**The task**: Turn every line of the stored data below into a Markdown table with two columns, Row and Line. Number the rows in order and skip blank lines.

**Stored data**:
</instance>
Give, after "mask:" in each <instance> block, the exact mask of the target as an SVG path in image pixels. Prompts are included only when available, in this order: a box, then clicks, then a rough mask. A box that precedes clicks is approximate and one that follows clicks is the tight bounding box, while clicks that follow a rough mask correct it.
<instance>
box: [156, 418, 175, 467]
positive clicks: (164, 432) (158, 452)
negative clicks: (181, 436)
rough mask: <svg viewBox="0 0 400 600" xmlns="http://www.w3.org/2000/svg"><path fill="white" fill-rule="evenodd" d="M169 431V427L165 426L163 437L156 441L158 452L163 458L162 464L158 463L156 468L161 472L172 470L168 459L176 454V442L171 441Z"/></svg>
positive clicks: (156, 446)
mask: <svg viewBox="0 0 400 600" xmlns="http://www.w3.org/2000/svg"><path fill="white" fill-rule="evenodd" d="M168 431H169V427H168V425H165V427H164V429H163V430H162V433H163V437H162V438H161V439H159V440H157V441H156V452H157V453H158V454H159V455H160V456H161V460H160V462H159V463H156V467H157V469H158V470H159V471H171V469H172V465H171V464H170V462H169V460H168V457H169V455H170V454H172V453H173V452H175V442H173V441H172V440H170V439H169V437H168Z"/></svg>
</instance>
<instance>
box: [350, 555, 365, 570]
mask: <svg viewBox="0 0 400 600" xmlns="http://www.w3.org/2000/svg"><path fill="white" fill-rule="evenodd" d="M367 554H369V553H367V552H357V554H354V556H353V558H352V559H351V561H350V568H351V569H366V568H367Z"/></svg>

**Task output**:
| Row | Line |
|---|---|
| 1 | </instance> |
| 2 | Give, after "mask:" in each <instance> block, the exact mask of the target as an SVG path in image pixels. Prompts are included only when available, in this order: a box, then clicks, then a rough mask. A box that precedes clicks is approximate and one that follows clicks is the tight bounding box, while clicks that follow a rough mask correct it. |
| 3 | <instance> |
| 4 | box: [156, 418, 175, 467] |
| 5 | positive clicks: (164, 432) (158, 452) |
| 6 | negative clicks: (181, 436) |
| 7 | rough mask: <svg viewBox="0 0 400 600" xmlns="http://www.w3.org/2000/svg"><path fill="white" fill-rule="evenodd" d="M169 431V427L165 426L163 437L156 441L158 452L163 458L162 464L158 463L156 468L161 472L172 470L168 459L176 454V442L171 441Z"/></svg> |
| 8 | positive clicks: (156, 446) |
| 9 | mask: <svg viewBox="0 0 400 600" xmlns="http://www.w3.org/2000/svg"><path fill="white" fill-rule="evenodd" d="M168 431H169V427H168V425H165V427H164V429H163V430H162V433H163V437H162V438H161V439H159V440H157V441H156V452H157V453H158V454H159V455H160V456H161V460H160V462H159V463H156V467H157V469H158V470H159V471H171V469H172V465H171V464H170V462H169V460H168V457H169V455H170V454H172V453H173V452H175V442H173V441H172V440H170V439H169V437H168Z"/></svg> |
| 10 | </instance> |
| 11 | <instance> |
| 12 | box: [350, 555, 365, 570] |
| 13 | mask: <svg viewBox="0 0 400 600" xmlns="http://www.w3.org/2000/svg"><path fill="white" fill-rule="evenodd" d="M367 554H369V553H367V552H357V554H354V556H353V558H352V559H351V561H350V568H351V569H366V568H367Z"/></svg> |